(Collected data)
━━━━━━━━
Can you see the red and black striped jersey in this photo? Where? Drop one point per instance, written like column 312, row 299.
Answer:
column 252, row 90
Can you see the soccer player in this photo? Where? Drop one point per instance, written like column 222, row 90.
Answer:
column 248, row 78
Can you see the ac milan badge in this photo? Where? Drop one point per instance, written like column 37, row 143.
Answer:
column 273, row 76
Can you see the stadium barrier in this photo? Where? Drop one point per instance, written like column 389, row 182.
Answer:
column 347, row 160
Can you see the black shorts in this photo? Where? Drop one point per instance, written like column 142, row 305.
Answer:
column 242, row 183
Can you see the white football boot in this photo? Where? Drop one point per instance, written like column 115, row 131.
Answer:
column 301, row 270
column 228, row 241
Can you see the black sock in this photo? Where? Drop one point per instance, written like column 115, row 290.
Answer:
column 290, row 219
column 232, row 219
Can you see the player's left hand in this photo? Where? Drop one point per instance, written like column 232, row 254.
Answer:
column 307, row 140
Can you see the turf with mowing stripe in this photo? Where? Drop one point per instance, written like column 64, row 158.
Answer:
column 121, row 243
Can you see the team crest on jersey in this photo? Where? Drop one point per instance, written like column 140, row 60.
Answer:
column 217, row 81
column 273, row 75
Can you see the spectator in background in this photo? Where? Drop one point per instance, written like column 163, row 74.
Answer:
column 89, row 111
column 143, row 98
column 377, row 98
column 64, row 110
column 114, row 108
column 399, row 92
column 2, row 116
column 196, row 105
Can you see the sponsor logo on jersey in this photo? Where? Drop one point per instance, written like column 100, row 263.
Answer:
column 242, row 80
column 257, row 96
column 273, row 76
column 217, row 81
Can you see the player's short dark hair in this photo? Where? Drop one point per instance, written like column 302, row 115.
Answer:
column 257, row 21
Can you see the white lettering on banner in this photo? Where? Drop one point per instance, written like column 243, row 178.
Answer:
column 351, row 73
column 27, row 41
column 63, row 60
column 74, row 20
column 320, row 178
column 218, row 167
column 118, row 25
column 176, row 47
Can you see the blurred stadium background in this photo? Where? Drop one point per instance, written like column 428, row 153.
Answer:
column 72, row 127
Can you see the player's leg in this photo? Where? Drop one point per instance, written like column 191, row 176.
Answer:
━━━━━━━━
TASK OBJECTIVE: Whatever the entries above contain, reproduce all of them exactly.

RESPONSE AREA:
Can you see the red and black striped jersey in this photo? Where? Drop one point per instance, written like column 312, row 299.
Answer:
column 252, row 90
Can you see the soccer player in this photo? Where? Drop one point per instance, written like column 222, row 90.
Answer:
column 248, row 78
Can you see the ac milan badge in this photo? Where? Drop one point per instance, written like column 37, row 143.
Answer:
column 273, row 76
Can you see the stadium barrier in this photo? Where? Drop one point per instance, written like column 389, row 182.
Answer:
column 347, row 160
Can you see the black shorts in this photo? Where? Drop one point per instance, written like column 142, row 305.
Answer:
column 242, row 183
Can you see the white football boot in this photo? Where? Drop one point per instance, written like column 115, row 131.
Answer:
column 301, row 270
column 228, row 241
Can you see the black sock in this photo? Where? Drop one point per instance, written like column 115, row 290.
Answer:
column 290, row 219
column 232, row 219
Can you see the player's left hand in this photo? Where? Drop one point per instance, written like column 232, row 254.
Answer:
column 307, row 140
Can you see the turf with mowing stripe in this photo? Where? Drop one point per instance, written like column 64, row 158.
Answer:
column 121, row 243
Can you see the team crest on jersey in this photo? Where? Drop one point per instance, written like column 140, row 60.
Answer:
column 217, row 81
column 273, row 75
Can you see the spectator in background in this photo? Where? Drop one point per instance, written like column 163, row 74.
Answer:
column 89, row 111
column 143, row 98
column 377, row 98
column 64, row 110
column 114, row 108
column 399, row 92
column 2, row 116
column 196, row 105
Can you see the sponsor logo on jersey in this photo? Where? Drop one point per instance, written like column 100, row 263.
Answer:
column 242, row 80
column 257, row 96
column 273, row 76
column 217, row 81
Can you see the player's short dark hair in this photo? Where? Drop one point per instance, written like column 302, row 115.
Answer:
column 257, row 21
Can you see the white lettering on banner in this photo? Where? Drop one point per instance, written like column 243, row 178.
Answer:
column 351, row 73
column 27, row 41
column 63, row 60
column 74, row 20
column 320, row 178
column 218, row 167
column 118, row 25
column 176, row 47
Can you see the blurred stadium background in this photo? Where? Drop one point per instance, written like column 428, row 153.
Answer:
column 72, row 127
Can you see the player's leg in this photo? Where? Drop one point per instance, written like column 191, row 176.
Answer:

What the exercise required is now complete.